▸ **TASK TO CARRY OUT**
Swap "JSON array" for "JSON list" everywhere it occurs in the listing below, and give the listing back with nothing else altered.

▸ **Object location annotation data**
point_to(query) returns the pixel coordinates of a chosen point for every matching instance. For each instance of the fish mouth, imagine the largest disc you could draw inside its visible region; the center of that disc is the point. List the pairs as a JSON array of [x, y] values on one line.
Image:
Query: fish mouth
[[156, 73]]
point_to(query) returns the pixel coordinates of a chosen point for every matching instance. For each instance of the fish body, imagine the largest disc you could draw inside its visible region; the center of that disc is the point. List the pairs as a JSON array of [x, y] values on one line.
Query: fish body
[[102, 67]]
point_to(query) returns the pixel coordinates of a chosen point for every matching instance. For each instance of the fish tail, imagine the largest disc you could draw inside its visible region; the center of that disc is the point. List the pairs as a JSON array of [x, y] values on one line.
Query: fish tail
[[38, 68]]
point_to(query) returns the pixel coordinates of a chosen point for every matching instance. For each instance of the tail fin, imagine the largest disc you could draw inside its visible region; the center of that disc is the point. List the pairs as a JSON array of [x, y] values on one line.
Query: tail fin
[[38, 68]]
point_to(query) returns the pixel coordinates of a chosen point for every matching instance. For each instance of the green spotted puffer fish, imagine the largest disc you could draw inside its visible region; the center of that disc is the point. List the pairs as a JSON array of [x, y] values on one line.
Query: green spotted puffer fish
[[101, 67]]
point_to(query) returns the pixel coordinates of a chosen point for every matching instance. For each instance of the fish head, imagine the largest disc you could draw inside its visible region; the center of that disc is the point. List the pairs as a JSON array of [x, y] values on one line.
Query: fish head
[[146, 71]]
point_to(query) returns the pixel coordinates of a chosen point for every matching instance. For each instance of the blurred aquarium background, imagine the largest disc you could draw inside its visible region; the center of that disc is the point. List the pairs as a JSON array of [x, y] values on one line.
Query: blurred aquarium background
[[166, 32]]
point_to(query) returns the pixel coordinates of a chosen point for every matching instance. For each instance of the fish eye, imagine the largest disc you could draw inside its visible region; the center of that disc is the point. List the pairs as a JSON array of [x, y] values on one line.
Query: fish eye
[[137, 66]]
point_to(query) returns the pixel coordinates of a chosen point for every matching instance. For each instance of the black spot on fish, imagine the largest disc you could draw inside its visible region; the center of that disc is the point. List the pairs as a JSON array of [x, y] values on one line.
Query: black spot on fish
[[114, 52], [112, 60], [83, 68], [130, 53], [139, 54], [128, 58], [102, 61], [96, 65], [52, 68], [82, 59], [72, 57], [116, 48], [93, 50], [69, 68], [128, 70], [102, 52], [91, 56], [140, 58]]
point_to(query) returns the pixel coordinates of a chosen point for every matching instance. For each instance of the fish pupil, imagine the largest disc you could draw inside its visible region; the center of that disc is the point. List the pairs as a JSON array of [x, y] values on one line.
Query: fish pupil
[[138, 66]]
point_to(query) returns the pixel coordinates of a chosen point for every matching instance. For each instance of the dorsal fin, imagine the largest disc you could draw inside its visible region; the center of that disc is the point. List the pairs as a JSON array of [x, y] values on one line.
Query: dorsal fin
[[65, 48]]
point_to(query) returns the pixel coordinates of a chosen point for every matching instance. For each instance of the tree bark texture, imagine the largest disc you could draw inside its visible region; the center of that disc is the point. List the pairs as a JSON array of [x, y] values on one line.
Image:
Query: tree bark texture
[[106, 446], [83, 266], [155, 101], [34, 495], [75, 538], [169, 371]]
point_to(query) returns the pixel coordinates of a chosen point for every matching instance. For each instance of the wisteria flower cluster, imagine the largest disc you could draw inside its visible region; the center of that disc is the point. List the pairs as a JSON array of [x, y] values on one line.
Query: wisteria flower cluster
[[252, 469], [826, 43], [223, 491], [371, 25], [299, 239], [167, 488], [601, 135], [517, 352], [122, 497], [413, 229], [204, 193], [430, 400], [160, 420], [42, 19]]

▸ **ANSWER**
point_to(query) returns the pixel coordinates of a chosen point for every matching instance. For each instance of the fish mouth, imagine the largest disc you could draw inside its visible region; the center of that disc is the point. List the pairs as a JSON list of [x, y] values on one line.
Image:
Query: fish mouth
[[156, 73]]
point_to(query) returns the pixel coordinates of a chosen point for every matching instance. For each instance of the fish body, imagine the largest disc you could draw inside its visible region; the center of that disc is the point. List the pairs as a JSON list of [x, y] values on one line.
Query: fish body
[[102, 67]]
point_to(query) returns the pixel coordinates of a chosen point for every matching instance. For each instance of the fish tail, imagine the largest disc you could draw inside its visible region; the center of that disc is the point. List the pairs as a JSON list of [x, y] values on one line.
Query: fish tail
[[38, 68]]
point_to(query) returns the pixel coordinates of a chosen point for every matching instance. For each instance of the tail fin, imagine the largest disc you could draw inside its visible region; the center of that disc is the point. List the pairs as a JSON list of [x, y] values on one line.
Query: tail fin
[[38, 68]]
point_to(query) returns the pixel coordinates of a chosen point for every matching instance. For each instance of the green spotted puffer fish, imagine the largest disc you could draw inside its visible region; the center of that disc is the point. List the pairs as a JSON list of [x, y] values on one line.
Query: green spotted puffer fish
[[101, 67]]
point_to(query) returns the pixel coordinates of a chosen point for every matching instance. For each instance of the fish head, imagine the largest disc you could draw inside its visible region; the center of that disc is the point. List the pairs as a JSON list of [x, y] values on one line.
Query: fish head
[[146, 71]]
point_to(query) returns the pixel coordinates of a chosen point for every matching instance. For each instance of the blurred aquarium background, imagine the largest disc you could draw inside its visible region; the center of that disc is the point. List the pairs as a JSON list of [x, y] values on one line.
Query: blurred aquarium background
[[166, 32]]
point_to(query) returns the pixel coordinates of a chosen point for every matching instance. For each instance of the fish eye, imagine the largest disc you could draw inside its visible region; the center of that disc is the point. List the pairs as a JSON list of [x, y] values on one line.
Query: fish eye
[[137, 66]]
point_to(query) returns the pixel coordinates of a chosen point for every matching instance. For each instance of the black spot on fish, imagine the largest disc you could draw inside its visible region; the center of that disc is the point. List the pairs as a JSON list of [x, y] values on one line.
Query: black spot on fish
[[114, 52], [112, 60], [83, 68], [130, 53], [139, 54], [128, 58], [102, 61], [96, 65], [52, 68], [82, 59], [72, 57], [116, 48], [93, 50], [69, 68], [128, 70], [102, 52], [91, 56], [140, 58]]
point_to(query) returns the pixel coordinates of a chosen point for every matching instance. For each instance of the fish pupil, imagine the largest disc you could draw inside its visible region; the center of that disc is the point. List the pairs as a JSON list of [x, y] values on one line.
Query: fish pupil
[[138, 66]]
point_to(query) returns the pixel coordinates of a chosen point for every matching instance. For each instance of the dorsal fin, imagine the largest disc you could draw inside its visible region; the center of that disc is the point. List the pairs as a JSON list of [x, y] values on one line.
Query: dorsal fin
[[65, 48]]
point_to(query) returns the pixel coordinates of a chosen point for every matching instance. For each instance of the tree bark texture, imagine the largest disc you could draw inside its visible region; the center of that disc is the point. List the pairs as a JSON list of [x, y] values on one line.
Image:
Query: tree bark texture
[[106, 446], [83, 266], [155, 101], [34, 495], [75, 538], [169, 371]]
point_to(query) returns the pixel coordinates of a chosen point for every matching instance. For each instance of the wisteria flower cluster, imagine the largest disc you could draw inside its visible region; the center of that disc is the point. List the pairs as a JSON list of [x, y] values on one line.
Query: wisteria flower cluster
[[252, 469], [826, 43], [223, 491], [371, 25], [299, 239], [167, 488], [601, 135], [517, 352], [122, 497], [413, 229], [204, 193], [430, 400], [160, 420], [42, 19]]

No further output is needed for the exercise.